** Exercise aim **
Reproduce the data below line for line, with no changes, and omit the pictures.

** Supplied entries **

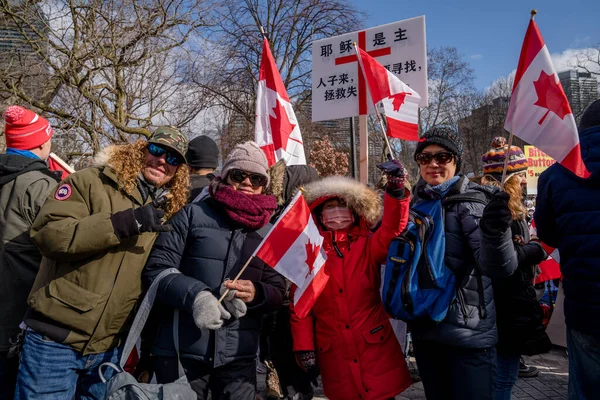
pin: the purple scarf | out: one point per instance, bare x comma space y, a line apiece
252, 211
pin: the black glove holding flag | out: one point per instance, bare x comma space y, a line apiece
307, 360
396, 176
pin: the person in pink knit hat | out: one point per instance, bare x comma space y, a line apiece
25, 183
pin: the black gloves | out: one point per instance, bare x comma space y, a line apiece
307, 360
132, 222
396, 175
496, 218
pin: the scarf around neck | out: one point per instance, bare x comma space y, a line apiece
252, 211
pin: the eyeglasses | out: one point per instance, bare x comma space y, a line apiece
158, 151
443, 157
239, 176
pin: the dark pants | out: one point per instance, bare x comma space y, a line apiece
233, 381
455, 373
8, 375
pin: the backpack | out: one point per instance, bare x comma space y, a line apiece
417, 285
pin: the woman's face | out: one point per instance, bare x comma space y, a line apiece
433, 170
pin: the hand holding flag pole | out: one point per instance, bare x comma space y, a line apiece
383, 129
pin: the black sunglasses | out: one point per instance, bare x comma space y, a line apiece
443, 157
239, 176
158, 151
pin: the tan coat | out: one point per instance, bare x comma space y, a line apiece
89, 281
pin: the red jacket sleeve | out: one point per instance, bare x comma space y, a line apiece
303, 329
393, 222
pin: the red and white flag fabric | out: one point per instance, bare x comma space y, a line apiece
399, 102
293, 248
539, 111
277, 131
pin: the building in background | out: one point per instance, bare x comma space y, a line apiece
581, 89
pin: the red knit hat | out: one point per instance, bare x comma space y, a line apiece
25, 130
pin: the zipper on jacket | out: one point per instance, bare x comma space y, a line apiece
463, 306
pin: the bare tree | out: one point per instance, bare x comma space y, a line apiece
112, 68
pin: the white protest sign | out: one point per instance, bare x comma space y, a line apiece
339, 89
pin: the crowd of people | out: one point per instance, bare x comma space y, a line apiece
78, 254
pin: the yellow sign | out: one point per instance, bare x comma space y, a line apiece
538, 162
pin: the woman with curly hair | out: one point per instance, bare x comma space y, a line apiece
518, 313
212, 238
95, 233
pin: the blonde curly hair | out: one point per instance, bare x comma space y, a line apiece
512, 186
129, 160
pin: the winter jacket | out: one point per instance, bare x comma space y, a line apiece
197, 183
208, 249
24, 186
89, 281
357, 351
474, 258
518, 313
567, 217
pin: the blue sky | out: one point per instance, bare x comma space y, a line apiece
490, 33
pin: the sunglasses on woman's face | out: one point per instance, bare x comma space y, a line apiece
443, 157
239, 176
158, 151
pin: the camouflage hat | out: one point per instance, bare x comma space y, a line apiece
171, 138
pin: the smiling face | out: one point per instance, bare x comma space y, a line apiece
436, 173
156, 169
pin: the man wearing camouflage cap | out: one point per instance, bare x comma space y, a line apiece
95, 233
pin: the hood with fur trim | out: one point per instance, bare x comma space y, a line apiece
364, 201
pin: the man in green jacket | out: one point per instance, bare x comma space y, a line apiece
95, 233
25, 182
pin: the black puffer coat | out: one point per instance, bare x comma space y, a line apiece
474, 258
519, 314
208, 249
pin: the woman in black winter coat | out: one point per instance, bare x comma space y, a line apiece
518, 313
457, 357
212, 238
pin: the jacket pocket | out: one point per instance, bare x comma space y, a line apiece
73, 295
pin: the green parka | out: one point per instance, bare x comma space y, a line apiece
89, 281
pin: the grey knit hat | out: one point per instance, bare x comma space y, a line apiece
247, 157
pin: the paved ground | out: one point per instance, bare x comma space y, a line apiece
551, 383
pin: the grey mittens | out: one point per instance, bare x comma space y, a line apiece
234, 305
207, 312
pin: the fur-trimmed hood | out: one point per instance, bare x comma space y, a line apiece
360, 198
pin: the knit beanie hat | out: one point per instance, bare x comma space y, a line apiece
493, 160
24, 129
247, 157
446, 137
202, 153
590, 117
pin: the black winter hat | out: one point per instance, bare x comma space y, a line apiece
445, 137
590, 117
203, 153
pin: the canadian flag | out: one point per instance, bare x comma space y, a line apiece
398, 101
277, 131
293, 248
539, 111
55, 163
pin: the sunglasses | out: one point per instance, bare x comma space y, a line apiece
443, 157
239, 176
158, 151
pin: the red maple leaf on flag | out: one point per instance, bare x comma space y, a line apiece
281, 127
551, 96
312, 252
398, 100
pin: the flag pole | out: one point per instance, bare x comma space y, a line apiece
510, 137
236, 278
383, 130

** Answer below **
pin: the purple scarf | out: one point per instance, bare x comma space y, a line apiece
252, 211
pin: the black glove holding flag | out: one point per instance, bare x comma space y, a line apiece
307, 360
396, 176
pin: the person in pink knit hat | out: one point per instance, bare x comma space y, a line apiece
25, 183
pin: the black gloves | out: one point per instance, bare x comma space y, a line apiece
307, 360
132, 222
396, 175
496, 218
pin: the scarf around neck | out: one point per instance, bare x comma space y, a line apiece
252, 211
pin: the eyeglasses | out: one point per instance, bare x comma space y, a line apiece
158, 151
443, 157
239, 176
pin: the dark pants | out: one point per instance, bare x comma space y, a line apiece
233, 381
455, 373
8, 375
pin: the backpack | out: one point per instance, bare x comma space y, a line apiece
417, 285
pin: the woman's face | out: one point per instance, bare x comma space y, a line apiece
433, 170
pin: the hand holding flag pole | out: one point per instance, bare x comma space y, a line apiece
383, 129
pin: the black sunglasses | out: one point per instance, bare x comma space y, a line apiece
443, 157
239, 176
158, 151
pin: the tan coat | out: one point per instance, bare x comma space y, a line apiece
89, 281
pin: the red jacket sleeve | out: one point per instance, bare x comma space y, a line apiece
303, 329
393, 222
pin: the red and white flag fabric | out: one point per instance, bare x comma space y, a line apiece
399, 102
293, 248
539, 111
277, 131
pin: the building in background | out: one point per instance, bare x comma space y, a line apiece
581, 89
pin: the red knit hat | out: one point per instance, bare x comma space y, a line apiece
25, 130
pin: the zipper on jacket | out: one point per instance, bare x comma space y, a line apiece
463, 306
pin: the bare tree | out: one point per instance, bare x comma space y, a line apiece
112, 68
pin: the white protest sign | out: one point per instance, bare x comma space y, a line apiece
339, 89
pin: the crowd of people | out: one point per instance, bare x comma space y, a line apiece
78, 254
pin: the yellow sign | out: one point per instance, bare x comma space y, a line apiece
538, 162
pin: the woman with curly hair | out: one point per instance, bare x comma space y, a line apiece
518, 313
212, 238
95, 233
pin: the blonde curly hair | out: one point per instance, bare x comma space y, a line apiece
512, 186
129, 160
pin: the winter jacket | out: one point per instance, bare x comma space y, a line apiece
197, 183
208, 249
24, 186
89, 281
357, 351
474, 258
518, 313
567, 217
pin: the blue sky | out: one point per instance, bare x comma space y, a line apiece
490, 33
pin: the sunglasses on woman's face | out: one point per instance, bare x comma space y, a line apiece
443, 157
239, 176
158, 151
pin: the camouflage hat | out: one point per instance, bare x comma space y, a line apiece
171, 138
pin: the smiling face | out: one point per instance, bare x comma space y, a line apiece
436, 173
156, 169
pin: the man wearing camouflage cap | out: one point per instance, bare x comma space y, a line apiece
95, 233
pin: the hood with fur trim | out: one point per instance, bare x comma space y, a line apiece
364, 201
pin: the man in green jacket | out: one point per instance, bare x comma space y, a line apiece
95, 233
25, 182
pin: the black puffer coat | out: one point per instance, bare x comma space y, a line apiece
474, 258
519, 314
208, 249
pin: the woman in black winter coat | out: one point per instance, bare x comma space y, a line apiece
518, 313
457, 357
212, 238
pin: the jacket pocket | out: one point per instance, bare x comma space y, a line apiece
73, 295
pin: the green parka | out: one point per instance, bare x comma space y, a line apiece
89, 281
pin: the grey knit hat | out: one point per instance, bare x comma space y, a line apiece
247, 157
pin: the paved ground | out: one point per instance, bare x comma space y, a line apiece
551, 383
pin: the grey mittens | out: one point per instance, bare x comma space y, a line apiece
234, 305
207, 312
pin: the fur-trimmed hood | out: one point per instance, bare x comma space y, a line apiece
360, 198
pin: the knit beanie hat | out: one point per instance, bare x comma space y, a line apiece
493, 160
24, 129
247, 157
446, 137
202, 153
590, 117
pin: the black winter hat | out: one point per instance, bare x comma space y, a line apiece
445, 137
590, 117
203, 153
pin: the canadian flag | out: one point per instance, bare x comma space y, a line apiece
398, 101
277, 131
293, 248
539, 111
55, 163
pin: the sunglasses | out: one point per instance, bare x comma space y, a line apiece
443, 157
239, 176
158, 151
pin: the red maple leaf on flag | out: one point per instance, bare x comma space y, a line apiece
281, 127
551, 96
312, 252
398, 100
pin: the flag pole | out: one point per instance, bare x comma space y, a line apiece
510, 137
236, 278
383, 130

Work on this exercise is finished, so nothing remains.